#### Selected excerpt
Interesting article here ( LINK ) about statistics and how humans so often misunderstand or misinterpret the evidence, the lottery winner fallacy seems quite popular amongst religious apologetics. It also covers the human propensity for seeing design where the evidence does not support this.
Here's a taste anyway...as it might go some way to offering an answer to the thread OP.
It's worth remeasuring that when religious apologists invoke this argument they seem oblviious that the same odds would apply to creationism but with the added improbability of a deity existing that could create it all by supernatural means, and of course that that deity is the one they have chosen to divest belief in from the many thousands of versions of deities humans have crafted.
Here's a taste anyway...as it might go some way to offering an answer to the thread OP.
The religious and superstitious impulses thrive in conditions where we encounter something we can’t fathom – something so improbable it seemingly defies reason. This is where statistical fallacies begin. There are two flavours: fallacies arising from improbable events taking place; and statistics of small numbers.
An example of the first one often trotted out by religious apologists is that conditions are too perfect to have been created by chance. Therefore there must have been an intelligent force that created these conditions for us.

#### Direction a
Duplicate the post on statistical fallacies word for word, in full.

#### Data provided

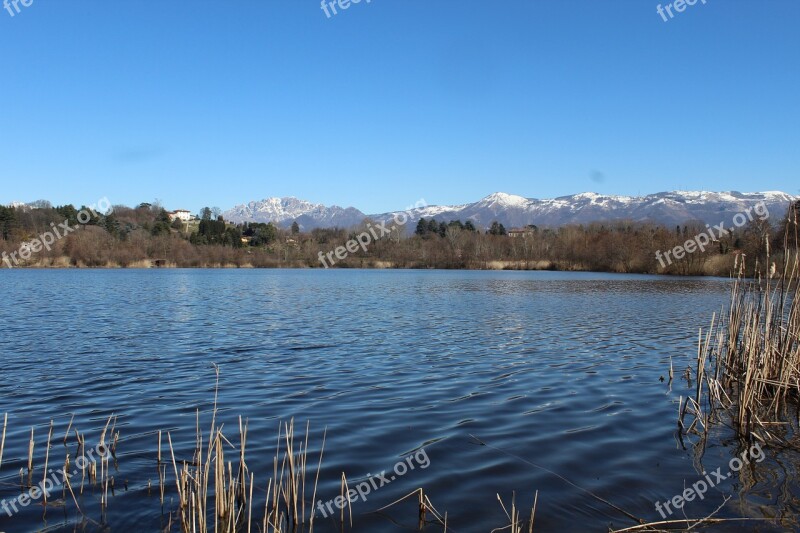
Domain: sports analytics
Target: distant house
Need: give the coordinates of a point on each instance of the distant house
(180, 214)
(527, 231)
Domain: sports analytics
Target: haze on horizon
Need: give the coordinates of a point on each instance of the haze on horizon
(389, 102)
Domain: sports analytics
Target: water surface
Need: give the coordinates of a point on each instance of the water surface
(556, 369)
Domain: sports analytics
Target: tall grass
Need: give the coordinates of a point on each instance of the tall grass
(750, 359)
(214, 495)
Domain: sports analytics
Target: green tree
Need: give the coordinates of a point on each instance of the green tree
(497, 229)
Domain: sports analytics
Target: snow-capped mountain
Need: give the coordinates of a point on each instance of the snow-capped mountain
(676, 207)
(284, 211)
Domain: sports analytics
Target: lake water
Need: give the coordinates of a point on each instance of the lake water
(556, 369)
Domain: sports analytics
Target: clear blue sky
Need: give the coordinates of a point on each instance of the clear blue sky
(222, 102)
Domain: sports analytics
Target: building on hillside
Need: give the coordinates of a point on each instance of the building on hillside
(527, 231)
(180, 214)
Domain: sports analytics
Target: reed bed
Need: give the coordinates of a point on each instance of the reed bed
(216, 490)
(217, 494)
(749, 359)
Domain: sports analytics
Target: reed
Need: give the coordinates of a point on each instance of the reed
(216, 496)
(3, 440)
(749, 360)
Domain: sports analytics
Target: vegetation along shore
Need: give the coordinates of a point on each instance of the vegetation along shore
(147, 236)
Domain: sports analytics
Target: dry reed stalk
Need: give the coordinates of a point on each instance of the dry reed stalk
(30, 459)
(66, 433)
(751, 363)
(46, 461)
(3, 440)
(210, 479)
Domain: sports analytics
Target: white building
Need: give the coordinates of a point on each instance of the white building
(180, 214)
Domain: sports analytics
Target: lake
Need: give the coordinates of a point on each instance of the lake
(509, 382)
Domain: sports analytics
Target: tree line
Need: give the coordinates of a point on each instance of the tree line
(141, 235)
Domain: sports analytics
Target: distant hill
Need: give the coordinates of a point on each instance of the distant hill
(669, 208)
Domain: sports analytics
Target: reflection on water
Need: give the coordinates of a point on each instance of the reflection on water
(556, 369)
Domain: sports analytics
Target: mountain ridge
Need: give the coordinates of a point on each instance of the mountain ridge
(670, 207)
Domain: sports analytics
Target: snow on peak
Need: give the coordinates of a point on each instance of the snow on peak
(505, 200)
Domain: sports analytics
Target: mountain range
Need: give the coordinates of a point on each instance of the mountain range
(676, 207)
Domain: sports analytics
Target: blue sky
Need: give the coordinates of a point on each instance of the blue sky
(218, 103)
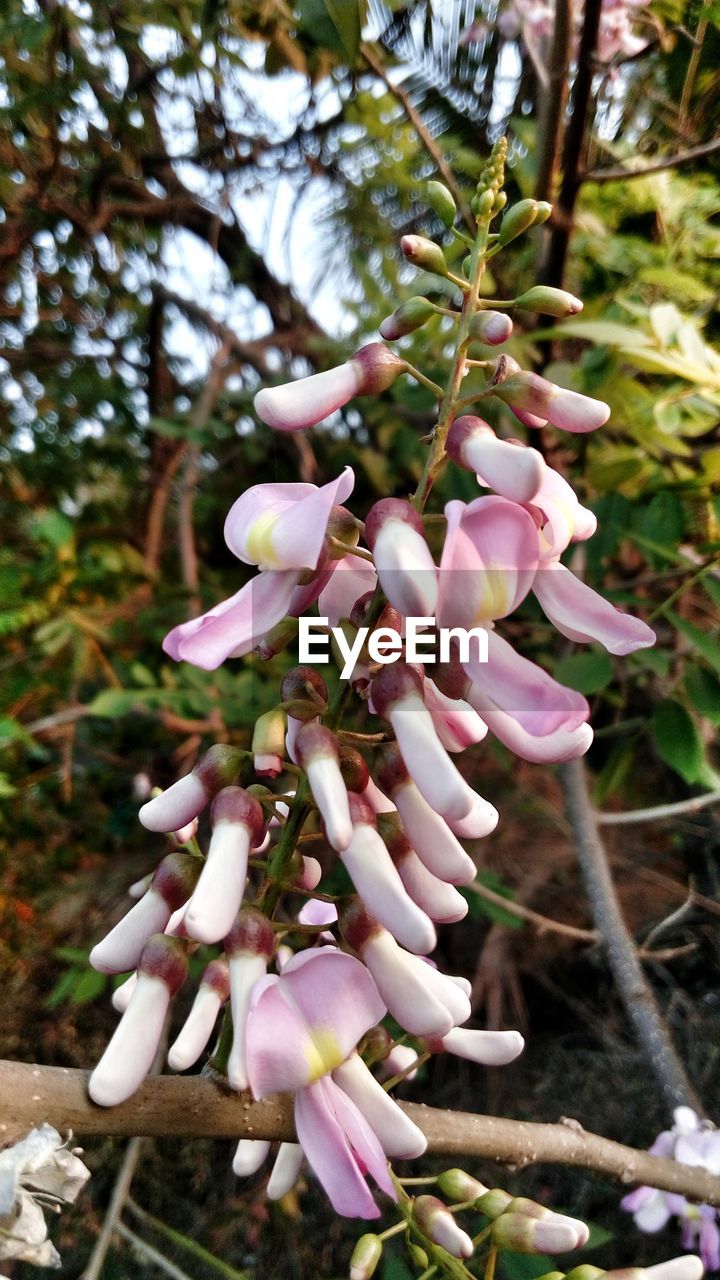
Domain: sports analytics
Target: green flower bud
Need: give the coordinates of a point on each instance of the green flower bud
(550, 302)
(365, 1257)
(424, 254)
(441, 202)
(493, 1202)
(516, 220)
(409, 316)
(460, 1187)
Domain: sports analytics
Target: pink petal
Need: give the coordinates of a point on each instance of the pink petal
(406, 568)
(399, 1137)
(295, 406)
(427, 762)
(329, 1148)
(283, 526)
(235, 626)
(582, 615)
(525, 691)
(383, 892)
(560, 745)
(329, 996)
(488, 1048)
(351, 579)
(456, 723)
(488, 561)
(286, 1170)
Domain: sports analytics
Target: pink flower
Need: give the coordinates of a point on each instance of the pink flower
(281, 526)
(301, 1033)
(488, 561)
(302, 403)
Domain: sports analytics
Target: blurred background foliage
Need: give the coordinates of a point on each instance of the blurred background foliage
(203, 197)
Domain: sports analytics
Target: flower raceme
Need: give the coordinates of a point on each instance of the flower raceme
(392, 805)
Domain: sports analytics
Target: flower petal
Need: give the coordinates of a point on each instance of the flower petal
(582, 615)
(235, 626)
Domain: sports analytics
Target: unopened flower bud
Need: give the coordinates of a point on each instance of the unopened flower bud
(365, 1257)
(409, 316)
(532, 396)
(441, 202)
(424, 254)
(434, 1219)
(237, 827)
(482, 202)
(249, 946)
(277, 640)
(491, 327)
(318, 753)
(523, 1234)
(460, 1187)
(128, 1057)
(295, 406)
(181, 803)
(493, 1202)
(304, 694)
(518, 219)
(171, 887)
(548, 302)
(268, 744)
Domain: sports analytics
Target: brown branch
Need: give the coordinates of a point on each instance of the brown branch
(675, 161)
(423, 133)
(200, 1107)
(641, 1005)
(554, 103)
(573, 144)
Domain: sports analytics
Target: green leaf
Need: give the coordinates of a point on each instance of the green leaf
(705, 644)
(703, 693)
(677, 740)
(587, 672)
(605, 332)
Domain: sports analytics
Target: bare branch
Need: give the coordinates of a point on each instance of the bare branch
(674, 161)
(201, 1107)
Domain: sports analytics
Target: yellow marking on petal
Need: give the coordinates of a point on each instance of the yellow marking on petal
(322, 1052)
(259, 542)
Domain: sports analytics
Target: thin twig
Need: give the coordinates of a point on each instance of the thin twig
(554, 103)
(639, 1002)
(423, 133)
(112, 1223)
(674, 161)
(659, 812)
(150, 1255)
(199, 1106)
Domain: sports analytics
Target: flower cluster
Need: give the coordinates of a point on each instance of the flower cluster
(308, 993)
(693, 1142)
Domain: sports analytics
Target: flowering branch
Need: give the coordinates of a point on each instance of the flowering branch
(197, 1106)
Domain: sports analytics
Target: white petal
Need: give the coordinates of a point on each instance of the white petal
(245, 970)
(400, 1138)
(286, 1170)
(197, 1029)
(130, 1055)
(219, 891)
(250, 1155)
(383, 892)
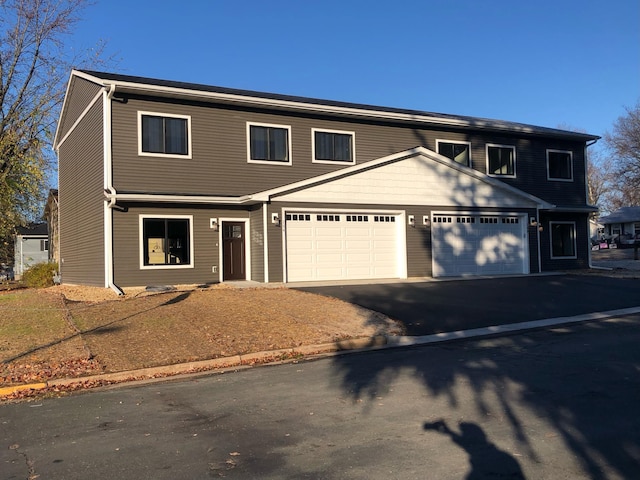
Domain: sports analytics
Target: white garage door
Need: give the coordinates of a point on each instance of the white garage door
(341, 246)
(478, 245)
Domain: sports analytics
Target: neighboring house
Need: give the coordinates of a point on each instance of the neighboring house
(31, 247)
(623, 225)
(164, 182)
(51, 216)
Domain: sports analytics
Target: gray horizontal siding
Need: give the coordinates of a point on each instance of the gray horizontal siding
(80, 94)
(81, 203)
(126, 234)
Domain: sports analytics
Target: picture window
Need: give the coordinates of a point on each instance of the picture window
(501, 160)
(269, 143)
(164, 135)
(559, 165)
(331, 146)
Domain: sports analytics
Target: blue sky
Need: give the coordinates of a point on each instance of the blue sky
(572, 63)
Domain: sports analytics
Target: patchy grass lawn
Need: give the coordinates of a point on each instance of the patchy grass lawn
(44, 334)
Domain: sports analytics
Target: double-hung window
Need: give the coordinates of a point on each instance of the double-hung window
(164, 135)
(333, 146)
(563, 239)
(501, 160)
(559, 165)
(459, 152)
(269, 143)
(166, 241)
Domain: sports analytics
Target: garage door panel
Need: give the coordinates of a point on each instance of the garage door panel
(351, 246)
(478, 245)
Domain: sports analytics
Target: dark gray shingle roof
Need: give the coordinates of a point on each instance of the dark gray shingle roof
(622, 215)
(470, 122)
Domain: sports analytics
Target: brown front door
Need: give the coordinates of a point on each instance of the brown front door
(233, 261)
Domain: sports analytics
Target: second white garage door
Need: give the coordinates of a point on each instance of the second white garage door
(479, 245)
(341, 246)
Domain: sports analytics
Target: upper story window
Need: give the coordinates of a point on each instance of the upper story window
(457, 151)
(330, 146)
(501, 160)
(559, 165)
(164, 135)
(269, 143)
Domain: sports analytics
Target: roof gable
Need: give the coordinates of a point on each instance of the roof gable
(173, 89)
(414, 177)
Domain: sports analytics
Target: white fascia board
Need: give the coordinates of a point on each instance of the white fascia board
(269, 194)
(141, 197)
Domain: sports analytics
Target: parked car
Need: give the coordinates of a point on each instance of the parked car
(628, 240)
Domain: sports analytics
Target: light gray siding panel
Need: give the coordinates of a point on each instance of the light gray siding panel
(206, 246)
(81, 92)
(81, 204)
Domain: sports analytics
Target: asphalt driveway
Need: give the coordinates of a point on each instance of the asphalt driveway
(445, 306)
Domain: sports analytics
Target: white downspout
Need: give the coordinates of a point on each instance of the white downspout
(109, 190)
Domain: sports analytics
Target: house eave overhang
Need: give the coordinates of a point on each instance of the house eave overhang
(317, 106)
(186, 199)
(273, 194)
(571, 209)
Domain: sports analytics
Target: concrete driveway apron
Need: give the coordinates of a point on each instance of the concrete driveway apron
(432, 307)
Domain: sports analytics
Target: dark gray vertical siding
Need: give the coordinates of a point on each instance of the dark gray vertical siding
(81, 199)
(257, 244)
(274, 232)
(206, 246)
(81, 93)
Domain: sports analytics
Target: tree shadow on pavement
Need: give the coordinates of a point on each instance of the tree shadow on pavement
(548, 380)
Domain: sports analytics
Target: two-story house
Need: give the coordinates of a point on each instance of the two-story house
(164, 182)
(31, 246)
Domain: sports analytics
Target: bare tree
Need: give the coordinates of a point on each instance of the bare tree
(34, 67)
(624, 144)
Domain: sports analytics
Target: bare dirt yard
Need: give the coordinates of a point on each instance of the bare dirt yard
(67, 331)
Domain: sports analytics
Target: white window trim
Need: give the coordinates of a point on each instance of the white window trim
(141, 218)
(333, 162)
(575, 243)
(497, 175)
(271, 125)
(165, 115)
(458, 142)
(554, 179)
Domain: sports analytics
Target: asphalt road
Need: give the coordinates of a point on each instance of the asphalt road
(445, 306)
(550, 404)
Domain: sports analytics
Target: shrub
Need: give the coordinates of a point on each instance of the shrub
(40, 275)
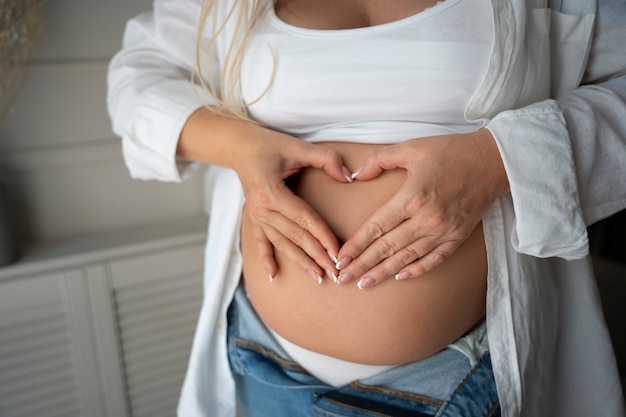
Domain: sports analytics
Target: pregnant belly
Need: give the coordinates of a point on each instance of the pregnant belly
(392, 323)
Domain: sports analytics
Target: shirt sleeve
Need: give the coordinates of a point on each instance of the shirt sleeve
(566, 157)
(150, 94)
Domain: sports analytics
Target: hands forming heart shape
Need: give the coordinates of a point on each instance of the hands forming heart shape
(451, 182)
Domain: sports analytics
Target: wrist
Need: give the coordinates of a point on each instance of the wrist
(492, 163)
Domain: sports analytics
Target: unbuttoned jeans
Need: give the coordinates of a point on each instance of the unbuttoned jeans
(270, 384)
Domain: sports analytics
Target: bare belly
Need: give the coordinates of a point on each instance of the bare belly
(392, 323)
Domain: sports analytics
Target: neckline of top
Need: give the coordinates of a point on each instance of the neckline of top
(424, 14)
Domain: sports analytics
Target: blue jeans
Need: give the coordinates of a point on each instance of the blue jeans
(270, 384)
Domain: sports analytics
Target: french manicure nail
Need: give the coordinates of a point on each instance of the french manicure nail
(343, 262)
(316, 277)
(346, 174)
(332, 257)
(343, 278)
(403, 275)
(366, 282)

#### Direction b
Show every line of the rows above that contains the string "forming". Case counts.

#### Final result a
Interesting article here ( LINK ) about statistics and how humans so often misunderstand or misinterpret the evidence, the lottery winner fallacy seems quite popular amongst religious apologetics. It also covers the human propensity for seeing design where the evidence does not support this.
Here's a taste anyway...as it might go some way to offering an answer to the thread OP.
It's worth remeasuring that when religious apologists invoke this argument they seem oblviious that the same odds would apply to creationism but with the added improbability of a deity existing that could create it all by supernatural means, and of course that that deity is the one they have chosen to divest belief in from the many thousands of versions of deities humans have crafted.
Here's a taste anyway...as it might go some way to offering an answer to the thread OP.
The religious and superstitious impulses thrive in conditions where we encounter something we can’t fathom – something so improbable it seemingly defies reason. This is where statistical fallacies begin. There are two flavours: fallacies arising from improbable events taking place; and statistics of small numbers.
An example of the first one often trotted out by religious apologists is that conditions are too perfect to have been created by chance. Therefore there must have been an intelligent force that created these conditions for us.

#### Final result b
Target: hands forming heart shape
Need: give the coordinates of a point on each instance of the hands forming heart shape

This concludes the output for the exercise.